Ça, c'est faux, sur un point, peut être deux :

1) le clavier sans fil n'a aucune utilité sur une machine de bureau, à l'extrême rigueur, la souris, et encore, perso, je la préfère avec fil et sans piles.

2) Le clavier sans fil ayant une touche fn, je me demande si son utilisation n'est pas la même que celle d'un clavier de Mac portable, avec l'utilisation de touches "normales" comme pavé numérique en faisant "fn" "F6" (ou F5 sur les modèles plus anciens comme les PowerBook G3)


----------



## herszk (27 Septembre 2010)

Pascal 77 a dit:


> Ça, c'est faux, sur un point, peut être deux :
> 
> 1) le clavier sans fil n'a aucune utilité sur une machine de bureau, à l'extrême rigueur, la souris, et encore, perso, je la préfère avec fil et sans piles.


Je vois au moins 2 utilités:
1- il est...sans fil
2- il a une utilité esthétique, et ça , tu ne peux pas juger pour les autres.


----------



## Pascal 77 (27 Septembre 2010)

herszk a dit:


> Je vois au moins 2 utilités:
> 1- il est...sans fil
> 2- il a une utilité esthétique, et ça , tu ne peux pas juger pour les autres.



Ben 1), sur une machine de bureau, ça n'apporte rien et c'est mauvais pour la planète (les piles), et 2) Ben ça, c'est pas une "utilité", c'est un choix ! Je ne discute pas un "choix esthétique", mais sachons de quoi on parle, utilité ou sensibilité ? Là, c'était "utilité", pour moi, l'ordinateur est avant tout un outil, s'il est beau en plus, Ok, je prends (la preuve, j'ai un Mac, pas un PC) mais je n'irais pas faire des concessions sur autre chose juste pour ce critère là !


----------



## herszk (27 Septembre 2010)

Pascal 77 a dit:


> Ben 1), sur une machine de bureau, ça n'apporte rien et c'est mauvais pour la planète (les piles), et 2) Ben ça, c'est pas une "utilité", c'est un choix ! Je ne discute pas un "choix esthétique", mais sachons de quoi on parle, utilité ou sensibilité ? Là, c'était "utilité", pour moi, l'ordinateur est avant tout un outil, s'il est beau en plus, Ok, je prends (la preuve, j'ai un Mac, pas un PC) mais je n'irais pas faire des concessions sur autre chose juste pour ce critère là !



1) Si c'est mauvais pour la planète, pourquoi utilises-tu une souris sans fil?
Que fais-tu des utilisateurs qui n'aiment pas être prisonniers de leur bureau et qui préfèrent être confortablement installés à 1 ou 2 m dans leur fauteuil à saisir ou bien regarder une vidéo ou la télé avec le clavier à proximité (sans être obligé d'acheter une télécommande), surtout avec un 27 pouces ?
2) Si tu veux lancer le débat sur l'utilité de l'art, on n'est pas sorti !


----------



## Pascal 77 (27 Septembre 2010)

herszk a dit:


> 1) Si c'est mauvais pour la planète, pourquoi utilises-tu une souris sans fil?

· · ·

**Tâches à réaliser**
1. Répondez aux questions suivantes sur le fil de discussion consacré au clavier sans fil.
(a) Quelle combinaison de touches permet, sur un clavier de Mac portable, d'utiliser des touches « normales » comme pavé numérique ?
(b) Quelles sont les deux utilités du clavier sans fil que herszk avance ?
(c) Quel ordinateur Pascal 77 dit-il posséder comme preuve de son goût pour un bel outil ?
2. Rédigez la suite du fil de discussion sur le clavier sans fil, en commençant après la dernière ligne citée.

[Entrées tirées d'une collection]
· · ·

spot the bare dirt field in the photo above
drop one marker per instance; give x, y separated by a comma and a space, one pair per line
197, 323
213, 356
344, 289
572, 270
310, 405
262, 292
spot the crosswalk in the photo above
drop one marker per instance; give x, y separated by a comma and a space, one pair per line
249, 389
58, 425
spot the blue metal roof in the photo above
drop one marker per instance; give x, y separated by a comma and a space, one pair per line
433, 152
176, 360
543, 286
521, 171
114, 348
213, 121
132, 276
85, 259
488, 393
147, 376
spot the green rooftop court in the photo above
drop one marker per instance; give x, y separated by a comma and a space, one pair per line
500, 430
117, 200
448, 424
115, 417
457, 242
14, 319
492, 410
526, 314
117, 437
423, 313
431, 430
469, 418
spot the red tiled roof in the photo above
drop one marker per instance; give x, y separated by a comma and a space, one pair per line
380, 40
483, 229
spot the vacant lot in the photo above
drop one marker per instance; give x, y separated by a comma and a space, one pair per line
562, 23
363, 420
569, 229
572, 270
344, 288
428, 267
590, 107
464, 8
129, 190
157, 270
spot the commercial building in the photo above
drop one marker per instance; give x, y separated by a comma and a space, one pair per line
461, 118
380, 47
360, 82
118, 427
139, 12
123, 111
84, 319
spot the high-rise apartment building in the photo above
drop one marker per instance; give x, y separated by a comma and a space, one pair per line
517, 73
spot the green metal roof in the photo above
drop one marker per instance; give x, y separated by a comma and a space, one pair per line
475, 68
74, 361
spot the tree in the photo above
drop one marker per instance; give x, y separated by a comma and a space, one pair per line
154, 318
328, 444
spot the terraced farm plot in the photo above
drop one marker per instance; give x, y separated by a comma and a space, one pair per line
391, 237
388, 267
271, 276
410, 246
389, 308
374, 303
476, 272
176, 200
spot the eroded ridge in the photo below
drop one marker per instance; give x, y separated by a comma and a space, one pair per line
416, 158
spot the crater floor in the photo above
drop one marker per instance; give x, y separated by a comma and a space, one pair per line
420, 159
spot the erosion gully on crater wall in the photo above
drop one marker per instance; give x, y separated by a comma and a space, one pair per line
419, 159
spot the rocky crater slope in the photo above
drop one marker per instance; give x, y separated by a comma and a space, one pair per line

· · ·

**Réponses par tâche**
1.
(a) « fn » « F6 », ou F5 sur les modèles plus anciens comme les PowerBook G3.
(b) Il est sans fil, et il a une utilité esthétique.
(c) Un Mac, pas un PC.

2.
Parce que j'ai un portable dont les prises USB sont du mauvais côté, et qu'Apple est radin sur la longueur de câble de ses souris, donc j'utilise des souris USB avec mes autres Mac, mais pas celui là (et de toute façon, j'utilise des batteries, pas des piles). ;p



herszk a dit:


> Que fais-tu des utilisateurs qui n'aiment pas être prisonniers de leur bureau et qui préfèrent être confortablement installés à 1 ou 2 m dans leur fauteuil à saisir ou bien regarder une vidéo ou la télé avec le clavier à proximité (sans être obligé d'acheter une télécommande), surtout avec un 27 pouces ?



Je n'en fais rien, mon ordi, c'est mon outil de travail, pas un jouet, il est sur mon bureau, pas dans le salon !


----------



## herszk (27 Septembre 2010)

Pascal 77 a dit:


> Parce que j'ai un portable dont les prises USB sont du mauvais côté, et qu'Apple est radin sur la longueur de câble de ses souris, donc j'utilise des souris USB avec mes autres Mac, mais pas celui là (et de toute façon, j'utilise des batteries, pas des piles). ;p
> 
> 
> 
> Je n'en fais rien, mon ordi, c'est mon outil de travail, pas un jouet, il est sur mon bureau, pas dans le salon !


J'utilise moi aussi des batteries, c'est ce qu'il y a de plus pratique et économique.
Quand à l'utilisation de l'ordi, je pensais à la grande majorité de ceux qui utilisent l'ordi pour leurs loisirs (exclusivement ou en complément du travail), même si, comme toi et moi, il est sur mon bureau.


----------



## Adol (29 Septembre 2010)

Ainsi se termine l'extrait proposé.